## PASSAGE FOR REVIEW:
--------------------

Member of the U.S. House of Representatives from Connecticut's 2nd district
- In office March 4, 1895 – March 3, 1911
- Preceded by: James P. Pigott
- Succeeded by: Thomas L. Reilly

Secretary of the State of Connecticut
- In office 1855–1857
- Preceded by: Oliver H. Perry
- Succeeded by: Orville H. Platt

Personal details
- Born: July 10, 1827 Woodbridge, Connecticut, U.S.
- Died: November 13, 1911 (aged 84) New Haven, Connecticut, U.S.
- Resting place: Evergreen Cemetery
- Party: Republican

= Nehemiah D. Sperry =

American politician (1827–1911)

Nehemiah Day Sperry (July 10, 1827 – November 13, 1911) was an American educator and businessman who served as a U.S. representative from Connecticut for eight consecutive terms from 1895 to 1911.

==Biography==
Born in Woodbridge, Connecticut, Sperry was the third of six children of Enoch Sperry and Mary Atlanta Sperry. His eldest sibling Lucien Wells Sperry served as the 23rd mayor of New Haven, CT from 1866 to 1869. Nehemiah attended the common schools and a private school in New Haven. He taught school for several years, learning the trades of building and masonry in his spare time, and then partnered with his brother-in-law to form the contracting firm Smith & Sperry, among the top builders in New Haven after the Civil War. His home, built in 1857 at 466 Orange Street in New Haven, is listed among the Historic Buildings of Connecticut.

== Political career ==
Sperry was first a member of the Whig Party. He served as a member of the New Haven common council and as a selectman in 1853, and as an Alderman in 1854. He served as Secretary of the State of Connecticut in 1855 and 1856.

--------------------

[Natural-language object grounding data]

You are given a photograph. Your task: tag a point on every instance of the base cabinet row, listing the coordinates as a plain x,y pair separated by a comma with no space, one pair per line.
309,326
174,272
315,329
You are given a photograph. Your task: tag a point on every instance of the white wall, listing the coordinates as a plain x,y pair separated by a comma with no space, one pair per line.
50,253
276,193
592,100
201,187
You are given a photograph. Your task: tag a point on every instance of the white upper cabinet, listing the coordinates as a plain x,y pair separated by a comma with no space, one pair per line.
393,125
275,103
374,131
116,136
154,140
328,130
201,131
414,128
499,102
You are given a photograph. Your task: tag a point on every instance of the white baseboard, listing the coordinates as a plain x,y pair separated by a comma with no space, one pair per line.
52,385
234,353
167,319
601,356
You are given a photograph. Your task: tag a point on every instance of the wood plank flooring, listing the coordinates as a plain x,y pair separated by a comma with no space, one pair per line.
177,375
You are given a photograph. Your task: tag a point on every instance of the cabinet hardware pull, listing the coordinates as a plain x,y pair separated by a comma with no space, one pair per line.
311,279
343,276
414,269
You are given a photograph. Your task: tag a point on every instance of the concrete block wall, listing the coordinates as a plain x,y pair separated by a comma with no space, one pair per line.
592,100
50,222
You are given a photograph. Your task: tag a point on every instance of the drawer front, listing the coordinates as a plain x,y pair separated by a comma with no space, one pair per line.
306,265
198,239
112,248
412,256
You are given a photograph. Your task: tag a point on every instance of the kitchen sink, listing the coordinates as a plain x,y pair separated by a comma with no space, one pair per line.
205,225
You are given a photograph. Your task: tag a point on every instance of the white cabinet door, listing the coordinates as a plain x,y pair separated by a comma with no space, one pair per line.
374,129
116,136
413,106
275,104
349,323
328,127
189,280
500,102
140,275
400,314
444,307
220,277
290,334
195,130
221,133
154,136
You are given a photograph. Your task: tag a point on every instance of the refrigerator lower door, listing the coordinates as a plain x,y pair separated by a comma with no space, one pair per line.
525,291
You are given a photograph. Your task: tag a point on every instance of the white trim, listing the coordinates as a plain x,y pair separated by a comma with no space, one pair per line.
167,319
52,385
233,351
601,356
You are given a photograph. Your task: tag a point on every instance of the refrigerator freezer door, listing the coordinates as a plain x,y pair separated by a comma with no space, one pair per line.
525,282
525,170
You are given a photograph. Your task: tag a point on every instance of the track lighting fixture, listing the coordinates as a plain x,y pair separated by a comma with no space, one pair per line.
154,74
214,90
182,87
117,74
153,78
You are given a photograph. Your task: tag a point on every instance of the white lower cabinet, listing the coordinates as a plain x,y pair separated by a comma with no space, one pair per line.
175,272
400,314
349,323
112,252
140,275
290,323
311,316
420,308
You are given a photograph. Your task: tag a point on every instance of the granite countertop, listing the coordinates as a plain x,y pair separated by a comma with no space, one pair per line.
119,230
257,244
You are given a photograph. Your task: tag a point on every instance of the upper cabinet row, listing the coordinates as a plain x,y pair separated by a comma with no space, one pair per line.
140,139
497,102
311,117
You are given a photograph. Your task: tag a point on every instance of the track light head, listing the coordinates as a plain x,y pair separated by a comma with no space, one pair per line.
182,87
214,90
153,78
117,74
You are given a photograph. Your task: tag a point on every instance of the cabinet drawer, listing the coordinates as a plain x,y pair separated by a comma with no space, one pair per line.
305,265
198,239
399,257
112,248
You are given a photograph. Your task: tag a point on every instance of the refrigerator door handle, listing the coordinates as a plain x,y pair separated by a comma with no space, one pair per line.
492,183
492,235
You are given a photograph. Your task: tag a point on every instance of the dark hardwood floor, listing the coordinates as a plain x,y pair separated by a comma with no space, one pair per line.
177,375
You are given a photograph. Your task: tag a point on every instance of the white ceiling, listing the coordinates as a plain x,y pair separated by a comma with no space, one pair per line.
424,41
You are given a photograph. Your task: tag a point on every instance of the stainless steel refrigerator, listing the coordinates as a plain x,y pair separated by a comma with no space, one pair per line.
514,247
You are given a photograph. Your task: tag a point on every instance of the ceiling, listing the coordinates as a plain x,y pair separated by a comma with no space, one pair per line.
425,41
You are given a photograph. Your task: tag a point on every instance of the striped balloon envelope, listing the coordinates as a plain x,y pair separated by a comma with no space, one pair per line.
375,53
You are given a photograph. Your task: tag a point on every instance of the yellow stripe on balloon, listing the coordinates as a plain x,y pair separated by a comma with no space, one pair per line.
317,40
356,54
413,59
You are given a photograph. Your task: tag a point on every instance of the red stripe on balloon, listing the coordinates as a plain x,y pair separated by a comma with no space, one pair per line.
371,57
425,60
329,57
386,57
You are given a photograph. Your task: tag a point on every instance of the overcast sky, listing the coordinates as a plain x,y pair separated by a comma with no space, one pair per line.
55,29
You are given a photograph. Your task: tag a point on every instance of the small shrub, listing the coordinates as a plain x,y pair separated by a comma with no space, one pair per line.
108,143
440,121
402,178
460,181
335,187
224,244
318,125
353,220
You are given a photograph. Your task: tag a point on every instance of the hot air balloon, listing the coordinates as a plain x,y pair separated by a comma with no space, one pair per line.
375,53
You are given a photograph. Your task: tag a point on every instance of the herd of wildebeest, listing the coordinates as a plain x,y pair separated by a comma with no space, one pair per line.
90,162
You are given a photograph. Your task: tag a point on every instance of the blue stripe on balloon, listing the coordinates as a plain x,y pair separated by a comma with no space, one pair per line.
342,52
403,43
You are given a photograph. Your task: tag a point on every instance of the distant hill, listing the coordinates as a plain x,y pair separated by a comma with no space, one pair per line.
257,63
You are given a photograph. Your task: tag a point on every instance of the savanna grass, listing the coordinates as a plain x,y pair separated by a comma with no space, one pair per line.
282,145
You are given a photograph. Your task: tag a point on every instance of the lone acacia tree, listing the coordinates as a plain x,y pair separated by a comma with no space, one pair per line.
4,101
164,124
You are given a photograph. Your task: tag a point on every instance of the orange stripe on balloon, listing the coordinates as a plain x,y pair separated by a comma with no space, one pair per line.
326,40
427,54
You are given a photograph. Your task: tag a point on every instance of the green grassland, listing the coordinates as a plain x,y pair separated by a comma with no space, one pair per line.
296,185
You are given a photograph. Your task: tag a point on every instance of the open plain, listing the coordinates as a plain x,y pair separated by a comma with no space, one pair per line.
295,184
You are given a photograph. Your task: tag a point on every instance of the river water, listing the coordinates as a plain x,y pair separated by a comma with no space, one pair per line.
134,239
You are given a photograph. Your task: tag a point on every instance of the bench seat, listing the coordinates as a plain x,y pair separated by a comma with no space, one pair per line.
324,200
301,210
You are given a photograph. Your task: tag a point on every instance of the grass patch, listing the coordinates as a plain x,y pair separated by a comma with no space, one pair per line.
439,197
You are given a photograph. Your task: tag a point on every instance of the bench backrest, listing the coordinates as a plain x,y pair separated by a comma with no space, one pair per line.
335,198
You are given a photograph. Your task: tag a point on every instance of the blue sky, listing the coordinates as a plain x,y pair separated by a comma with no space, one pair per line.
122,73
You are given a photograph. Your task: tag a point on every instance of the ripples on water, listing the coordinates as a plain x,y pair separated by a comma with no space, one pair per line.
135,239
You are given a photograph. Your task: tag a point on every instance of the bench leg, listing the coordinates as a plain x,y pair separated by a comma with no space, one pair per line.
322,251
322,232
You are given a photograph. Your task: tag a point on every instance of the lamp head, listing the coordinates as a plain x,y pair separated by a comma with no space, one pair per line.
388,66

--------------------

## WORK TO COMPLETE:
Continue the biography of Nehemiah D. Sperry, starting right after its final sentence. The records were taken from a separate source.

## WRITTEN RESPONSE:
In June 1855, Sperry attended the Know-Nothing Party Convention in Philadelphia where a platform was formulated. A strong opponent of slavery, Sperry became a Republican and served as chairman of the Republican State committee for a number of years, before and during the Civil War. He served as delegate to the Republican National Conventions in 1856, 1864, and 1888, serving as member and secretary of the national and executive committees. During the Civil War, he served as chairman of the recruiting committee of New Haven. He was appointed by President Lincoln, with whom he enjoyed a personal relationship, in 1861 as postmaster of New Haven, and served until removed by President Cleveland in 1886. He was again appointed postmaster by President Harrison, serving from 1890 to 1894.

=== Congress ===
Sperry was elected as a Republican to the 54th and to the seven succeeding Congresses (March 4, 1895 – March 3, 1911). He served as chairman of the Committee on Alcohol Liquor Traffic (56th through 61st Congresses). He is considered the originator of the Rural Free Delivery system of the U.S. Mail, with the Rural Delivery Act which he introduced in 1895. He was not a candidate for renomination in 1910.

==Death and burial==
He died in New Haven, Connecticut, on November 13, 1911, aged 84. He was interred in Evergreen Cemetery.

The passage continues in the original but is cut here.